- JOBS
#1 In the Hunger Games review below, translate this sentence into Spanish: "Reading about children killing children is one thing."
#2 Answer these questions from the Hunger Games review below:
(a) In what year was Mockingjay released?
(b) How long does the movie run?
(c) About how long did the writer wait for Mockingjay after reading the first two books?

- TEXT TO READ
-- start --

So, I read The Hunger Games about 3 years ago, before the release of Mockingjay in 2010 but after the release of Catching Fire. So I got to read The Hunger Games and Catching Fire right in a row and then wait, I think, about a year for Mockingjay. I enjoyed the whole series from beginning to end as it shocked me and made me laugh and cry and think.

And when I heard of the movie, I cringed. How on earth were they going to make it a movie? Reading about children killing children is one thing. Watching it on a screen? ::shudder::

And then it came out. And everyone I knew who watched it, and had read the book, thought it was amazing. So I gave it ago.

And they were right. It was amazing. Incredibly faithful to the book, the violence handled well (if you can say that about violence involving children), an entire universe created in 2 hours and 22 minutes.

There are some major differences, of course. The first being that, I think, Katniss is not given the Mockingjay pin until the second book and I know it is given to her by the daughter of District 11’s Mayor.

The next being that, again I think, District 12 is mentioned in the first book, at least in passing. No mention of it in the  movie at all.

The whole subplot of the people being caught outside a district and Kat meeting up with the girl, whose tongue has been cut out, in the Capitol, as one of her servants was removed.

-- end --

- SUPPLIED INFORMATION
-- start --

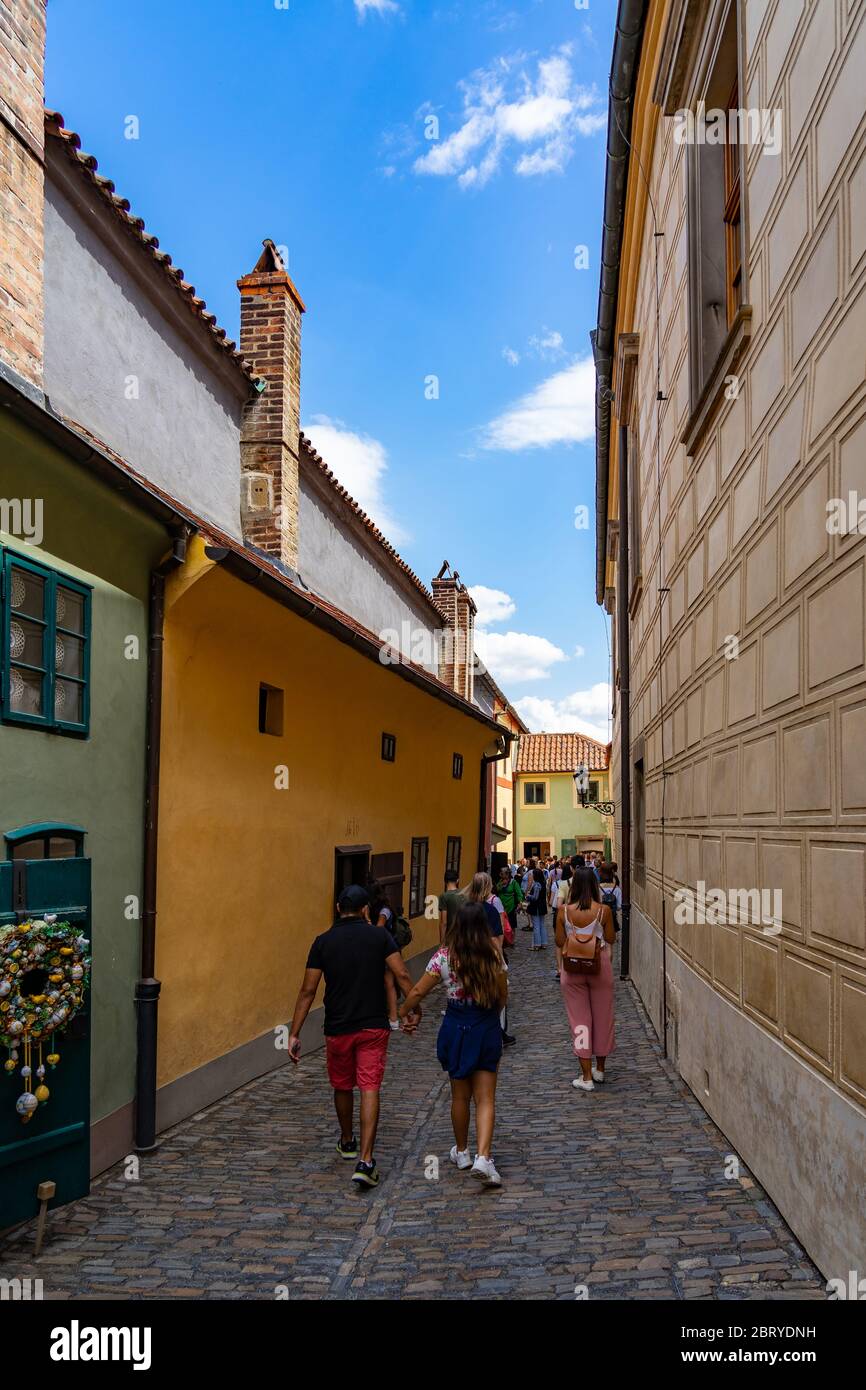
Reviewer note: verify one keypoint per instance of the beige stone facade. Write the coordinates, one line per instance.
(747, 612)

-- end --

- RESPONSES IN ORDER
#1 Leer sobre niños que matan a niños es una cosa.

#2
(a) 2010
(b) 2 hours and 22 minutes
(c) About a year